## Extract provided
+ + +
Losing the Chains of Christendom

Across the lake from our place there are a number of old log pilings strung out in a straight line down the lake towards the San Jose River. Gulls, terns and bald eagles frequently roost on the top of these pilings. When I paddle my canoe out to there it appears that they were established expressly for the purpose of roosting birds. Great streaks of bird whitewash trail down their sides. Nothing else within eyesight would indicate another use. However, 26 years ago when we first moved to Lac La Hache there was no doubt about the primary purpose of these pilings. The Blackwater Timber Company sawmill site was still well evident on the lakeshore with its sawdust burner and several other mill structures dominating the view. The only thing left now are the log pilings that once secured the sawmill’s log – booms, now strung out down the lake like whitewashed tombstones.

Blackwater Timber went the way of the dodo bird. It was unable to, or perhaps better put, unwilling to make the necessary adjustments that changing economics, environmental concerns and government quotas demanded as society changed. Like so many small sawmills in the British Columbia interior, it became a victim of its own institutional inflexibility, unable to change as the societal realities of the day dictated.

Today as I look at those log piling tombstones I can’t help but think about the Christian church. The Christian church in this country is in the midst of a rapidly changing society. Its inability to change with Canadian society and maintain some sort of relevance is expressed in many ways but none so simple and profound as the closing of many congregations across the country that have existed for decades.
+ + +
## Provided data

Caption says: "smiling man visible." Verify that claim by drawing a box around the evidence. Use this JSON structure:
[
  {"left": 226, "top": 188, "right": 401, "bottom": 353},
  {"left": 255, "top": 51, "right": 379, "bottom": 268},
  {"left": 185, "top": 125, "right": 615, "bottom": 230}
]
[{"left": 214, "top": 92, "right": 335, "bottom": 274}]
+ + +
## Task set
• a. Translate this sentence from the Lac La Hache essay into Spanish: "Gulls, terns and bald eagles frequently roost on the top of these pilings."
• b. Reproduce word for word everything in the Lac La Hache essay from "Today as I look" down to "existed for decades.".

## Correct answers
• a. Las gaviotas, los charranes y las águilas calvas se posan con frecuencia en lo alto de estos pilotes.

• b.
Today as I look at those log piling tombstones I can’t help but think about the Christian church. The Christian church in this country is in the midst of a rapidly changing society. Its inability to change with Canadian society and maintain some sort of relevance is expressed in many ways but none so simple and profound as the closing of many congregations across the country that have existed for decades.